Exercise objective: Copy each of the entries below word for word, with no changes.

Data records:
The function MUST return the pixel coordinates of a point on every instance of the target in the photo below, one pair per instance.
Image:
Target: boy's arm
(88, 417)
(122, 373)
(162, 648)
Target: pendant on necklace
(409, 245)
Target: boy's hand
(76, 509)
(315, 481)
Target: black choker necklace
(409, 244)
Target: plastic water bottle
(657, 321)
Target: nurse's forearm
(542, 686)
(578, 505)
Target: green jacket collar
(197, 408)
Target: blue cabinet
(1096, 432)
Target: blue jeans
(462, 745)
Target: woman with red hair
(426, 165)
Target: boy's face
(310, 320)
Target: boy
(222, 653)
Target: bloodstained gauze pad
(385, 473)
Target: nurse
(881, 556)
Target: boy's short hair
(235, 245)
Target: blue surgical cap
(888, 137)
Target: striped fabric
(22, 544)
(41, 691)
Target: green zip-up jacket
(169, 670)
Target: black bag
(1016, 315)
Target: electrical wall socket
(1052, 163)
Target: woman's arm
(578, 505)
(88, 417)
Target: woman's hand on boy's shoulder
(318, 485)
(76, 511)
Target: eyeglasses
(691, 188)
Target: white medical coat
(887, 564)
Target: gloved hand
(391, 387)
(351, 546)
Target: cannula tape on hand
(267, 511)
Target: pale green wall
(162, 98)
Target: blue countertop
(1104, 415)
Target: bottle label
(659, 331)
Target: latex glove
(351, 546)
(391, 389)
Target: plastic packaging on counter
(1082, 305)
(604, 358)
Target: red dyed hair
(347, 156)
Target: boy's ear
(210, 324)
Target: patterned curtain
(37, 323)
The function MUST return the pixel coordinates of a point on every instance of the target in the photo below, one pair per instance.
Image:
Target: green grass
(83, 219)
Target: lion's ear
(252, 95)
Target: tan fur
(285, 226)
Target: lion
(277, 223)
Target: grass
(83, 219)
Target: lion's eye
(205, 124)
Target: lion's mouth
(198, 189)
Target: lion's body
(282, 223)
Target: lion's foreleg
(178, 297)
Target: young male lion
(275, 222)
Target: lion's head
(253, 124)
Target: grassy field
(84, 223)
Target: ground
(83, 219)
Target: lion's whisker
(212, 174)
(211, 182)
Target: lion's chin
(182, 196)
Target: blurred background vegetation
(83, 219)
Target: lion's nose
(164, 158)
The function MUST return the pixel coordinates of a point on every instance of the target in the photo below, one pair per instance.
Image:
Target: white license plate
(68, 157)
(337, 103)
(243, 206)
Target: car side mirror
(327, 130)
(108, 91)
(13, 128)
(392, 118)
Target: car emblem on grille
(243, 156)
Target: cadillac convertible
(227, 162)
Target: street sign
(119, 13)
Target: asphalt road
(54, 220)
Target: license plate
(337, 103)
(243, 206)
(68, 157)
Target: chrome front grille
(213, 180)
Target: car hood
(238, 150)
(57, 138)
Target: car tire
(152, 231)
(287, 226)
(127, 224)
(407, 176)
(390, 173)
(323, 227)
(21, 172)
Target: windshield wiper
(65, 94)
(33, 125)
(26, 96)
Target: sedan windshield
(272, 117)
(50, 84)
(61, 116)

Solved exercise:
The function MUST return the pixel coordinates of a point on every instance of the target in the photo below, one pair per instance.
Image:
Target: boy's arm
(88, 417)
(122, 373)
(162, 648)
Target: pendant on necklace
(409, 245)
Target: boy's hand
(76, 509)
(315, 481)
Target: black choker necklace
(409, 244)
Target: plastic water bottle
(657, 321)
Target: nurse's forearm
(542, 686)
(578, 505)
Target: green jacket collar
(197, 408)
Target: blue cabinet
(1096, 432)
Target: blue jeans
(462, 745)
Target: woman with red hair
(426, 165)
Target: boy's face
(310, 320)
Target: boy
(222, 653)
Target: bloodstained gauze pad
(385, 473)
Target: nurse
(881, 556)
Target: boy's short hair
(235, 245)
Target: blue surgical cap
(888, 137)
Target: striped fabric
(22, 544)
(41, 691)
Target: green zip-up jacket
(169, 670)
Target: black bag
(1016, 315)
Target: electrical wall socket
(1052, 163)
Target: woman's arm
(578, 505)
(88, 417)
Target: woman's hand on boy's shoulder
(318, 485)
(76, 511)
Target: eyeglasses
(691, 188)
Target: white medical coat
(887, 564)
Target: gloved hand
(391, 387)
(351, 546)
Target: cannula tape on hand
(267, 511)
Target: pale green wall
(162, 98)
Target: blue countertop
(1104, 415)
Target: bottle label
(659, 331)
Target: latex glove
(351, 546)
(391, 389)
Target: plastic packaging on counter
(1082, 305)
(604, 358)
Target: red dyed hair
(347, 156)
Target: boy's ear
(210, 324)
Target: patterned curtain
(37, 323)
The function MUST return the pixel coordinates of a point on every instance of the target in the photo below, one pair per instance.
Image:
Target: green grass
(83, 219)
Target: lion's ear
(252, 95)
Target: tan fur
(285, 226)
Target: lion
(277, 223)
Target: grass
(83, 219)
Target: lion's eye
(205, 124)
Target: lion's mouth
(198, 189)
Target: lion's body
(282, 223)
Target: lion's foreleg
(178, 297)
Target: young male lion
(275, 222)
Target: lion's head
(253, 124)
Target: grassy field
(84, 223)
Target: ground
(83, 219)
Target: lion's whisker
(212, 174)
(211, 182)
Target: lion's chin
(182, 196)
Target: blurred background vegetation
(83, 219)
Target: lion's nose
(164, 158)
The function MUST return the pixel coordinates of a point on every instance of the target in the photo below, one pair per instance.
Image:
Target: white license plate
(68, 157)
(337, 103)
(243, 206)
Target: car side mirror
(327, 130)
(108, 91)
(13, 128)
(392, 118)
Target: car emblem on grille
(243, 156)
Target: cadillac convertible
(227, 162)
Target: street sign
(119, 13)
Target: asphalt road
(54, 220)
Target: license plate
(337, 103)
(243, 206)
(68, 157)
Target: chrome front grille
(213, 180)
Target: car hood
(238, 150)
(57, 138)
Target: car tire
(152, 231)
(287, 226)
(127, 224)
(407, 176)
(390, 173)
(323, 227)
(21, 172)
Target: windshield wiper
(65, 94)
(33, 125)
(26, 96)
Target: sedan windshield
(272, 117)
(50, 84)
(61, 116)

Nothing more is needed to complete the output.